## SELECTION
■ ■ ■ ■

Each requirement has two parts:
The examinations are offered at least twice a year-during the week before classes begin in the Fall Quarter, and again about two weeks before the end of classes in the Spring Quarter. The examinations are designed to test whether students have adequate knowledge of relevant material - not necessarily whether they have the ability to do research. Normally a grade of A- on the exam will be adequate to pass at the Ph.D. level and a grade of B to pass at the M.A. level. It is advantageous for a Master's student to pass at the Ph.D. level if the student wishes ultimately to transfer to the Ph.D. program. Students are allowed unlimited attempts for each exam. Any student or admitted applicant may request copies of old exams from the Staff Graduate Advisor.
2. Completion of a designated one-year graduate course with good grades
Normally, an average grade of A- for Ph.D. students and of B for Master's students will be adequate to satisfy part 2 of an area requirement. Courses taken S/U will not satisfy the requirement.

■ ■ ■ ■

## SET OF TASKS
(1) In the graduate requirements text, what exam grade is normally enough to pass at the M.A. level?
(2) Revise the part of the graduate requirements text that opens with the words containing "Each requirement has" and closes with "Staff Graduate Advisor.", putting "Graduate Program Coordinator" in place of "Staff Graduate Advisor".
(3) Extend the graduate requirements text past its final sentence.

(Point placement records)
■ ■ ■ ■

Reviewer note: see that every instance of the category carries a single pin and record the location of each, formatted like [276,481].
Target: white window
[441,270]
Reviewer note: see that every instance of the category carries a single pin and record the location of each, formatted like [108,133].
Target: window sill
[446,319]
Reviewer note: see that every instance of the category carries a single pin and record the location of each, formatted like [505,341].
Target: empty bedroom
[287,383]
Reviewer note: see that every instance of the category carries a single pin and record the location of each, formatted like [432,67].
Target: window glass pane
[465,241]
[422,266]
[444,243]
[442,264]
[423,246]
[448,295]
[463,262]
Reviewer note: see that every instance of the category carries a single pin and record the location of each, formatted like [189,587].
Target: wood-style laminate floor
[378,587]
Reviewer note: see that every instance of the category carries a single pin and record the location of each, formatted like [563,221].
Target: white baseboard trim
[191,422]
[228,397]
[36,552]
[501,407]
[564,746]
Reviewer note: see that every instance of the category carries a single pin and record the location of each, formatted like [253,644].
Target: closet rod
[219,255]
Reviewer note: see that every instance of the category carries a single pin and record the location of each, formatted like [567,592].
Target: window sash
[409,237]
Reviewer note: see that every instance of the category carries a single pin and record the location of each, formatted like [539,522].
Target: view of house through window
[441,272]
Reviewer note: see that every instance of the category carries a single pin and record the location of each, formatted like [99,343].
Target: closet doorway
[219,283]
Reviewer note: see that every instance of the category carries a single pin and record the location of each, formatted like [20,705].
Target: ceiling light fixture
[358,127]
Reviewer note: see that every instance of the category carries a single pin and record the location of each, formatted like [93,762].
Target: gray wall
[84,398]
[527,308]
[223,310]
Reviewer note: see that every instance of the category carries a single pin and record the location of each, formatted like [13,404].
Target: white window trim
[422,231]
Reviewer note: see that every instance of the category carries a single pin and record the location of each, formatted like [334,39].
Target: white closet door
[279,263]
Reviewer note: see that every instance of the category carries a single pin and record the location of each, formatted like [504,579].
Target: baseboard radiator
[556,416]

■ ■ ■ ■

## RESULTS IN ORDER
(1) A grade of B.

(2)
Each requirement has two parts:
The examinations are offered at least twice a year-during the week before classes begin in the Fall Quarter, and again about two weeks before the end of classes in the Spring Quarter. The examinations are designed to test whether students have adequate knowledge of relevant material - not necessarily whether they have the ability to do research. Normally a grade of A- on the exam will be adequate to pass at the Ph.D. level and a grade of B to pass at the M.A. level. It is advantageous for a Master's student to pass at the Ph.D. level if the student wishes ultimately to transfer to the Ph.D. program. Students are allowed unlimited attempts for each exam. Any student or admitted applicant may request copies of old exams from the Graduate Program Coordinator.

(3)
Whether or not a student has fulfilled an area requirement will be determined by the Graduate Committee in consultation with the student's graduate-course instructor(s) and the faculty members who prepared and graded the examination. The total performance in the examination and course work will determine whether or not the area requirement is satisfied. The Graduate Committee will determine how any deficiencies, if present, may be corrected. Complete descriptions of the various area requirements follow. Students who have successfully completed graduate level course work at another institution can petition the Graduate Committee to allow that course work to satisfy the course component of an area requirement.
This requirement consists of an examination outlined below and a one year graduate course in Modern Algebra: Math 220ABC.
The algebra examination is based on work covered in good undergraduate algebra courses. At UCSB such courses would be 108ABC and 111ABC. The examination will permit a limited selection in the choice of questions to answer. Topics for which students are always responsible, and which are therefore likely to appear, include:
- Groups: Lagrange's theorem, permutation groups, Cayley's theorem, cyclic groups, morphisms, quotient groups, automorphism groups, direct product representation for finitely generated abelian groups, Sylow theorems, groups of small order.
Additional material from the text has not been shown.